▸ **Instrução**:
Edite as linhas do material a partir daquela que contém "Report the location of each instance of the cloud" até a que contém "x=868, y=206", ambas incluídas, trocando "single pin" por "single marker" e preservando todo o restante sem alteração. Não inclua as imagens na resposta.

▸ **Informações fornecidas**:
════════════════════

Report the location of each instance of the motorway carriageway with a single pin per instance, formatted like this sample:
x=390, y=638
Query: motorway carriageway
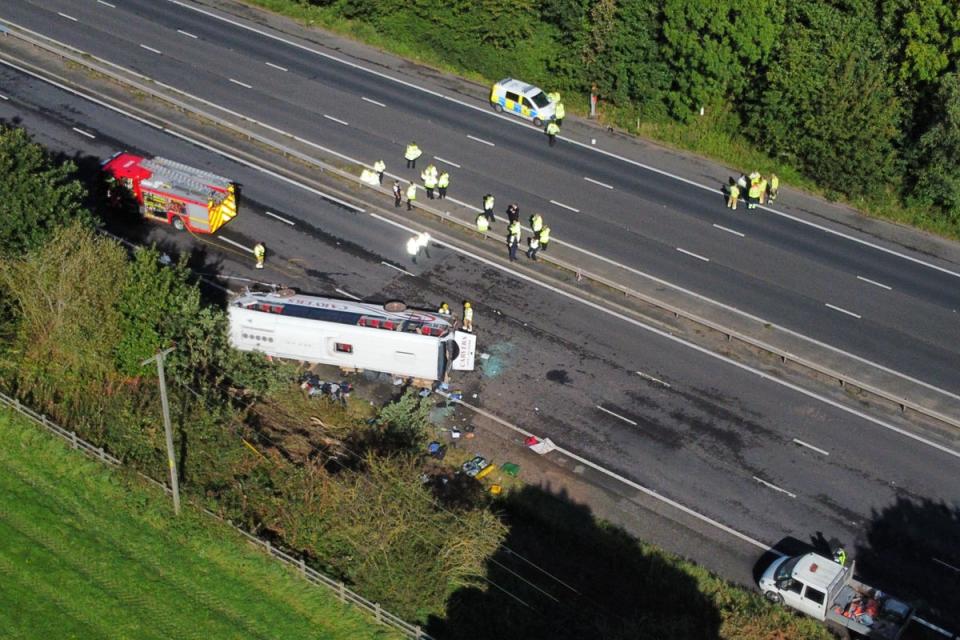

════════════════════

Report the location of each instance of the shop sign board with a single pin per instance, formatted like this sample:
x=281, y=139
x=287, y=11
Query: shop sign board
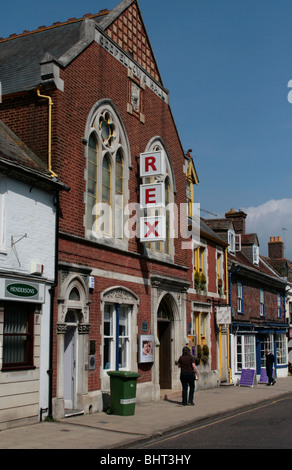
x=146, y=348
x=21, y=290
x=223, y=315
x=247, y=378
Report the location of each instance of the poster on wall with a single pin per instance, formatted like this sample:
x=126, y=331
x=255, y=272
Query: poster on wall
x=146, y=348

════════════════════

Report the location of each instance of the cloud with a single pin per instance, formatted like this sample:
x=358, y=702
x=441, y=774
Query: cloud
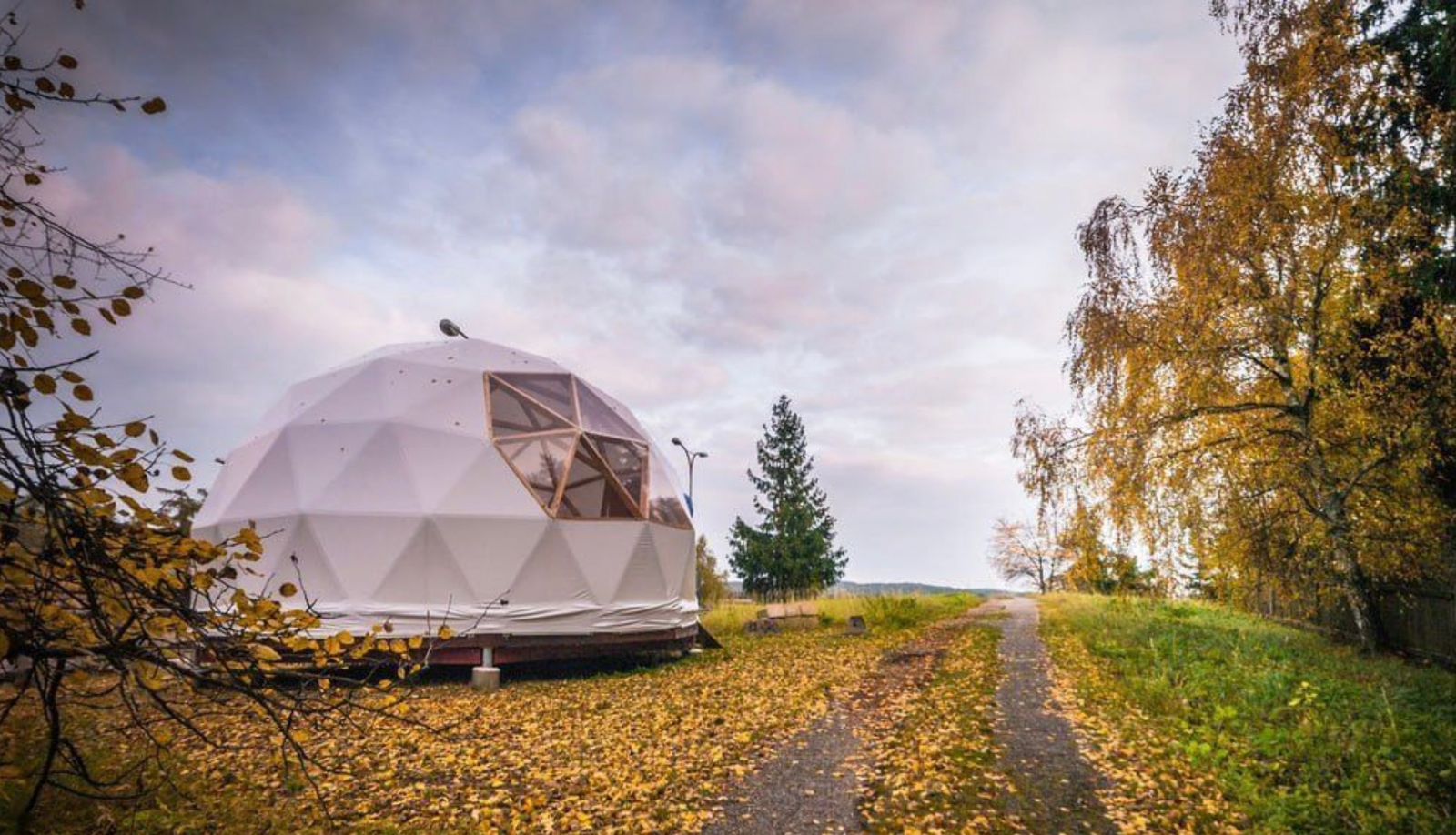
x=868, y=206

════════════════════

▸ **Resposta do exercício**:
Report the location of each instance of the cloud with a single marker per instance, formatted like this sample:
x=358, y=702
x=441, y=774
Query: cloud
x=868, y=206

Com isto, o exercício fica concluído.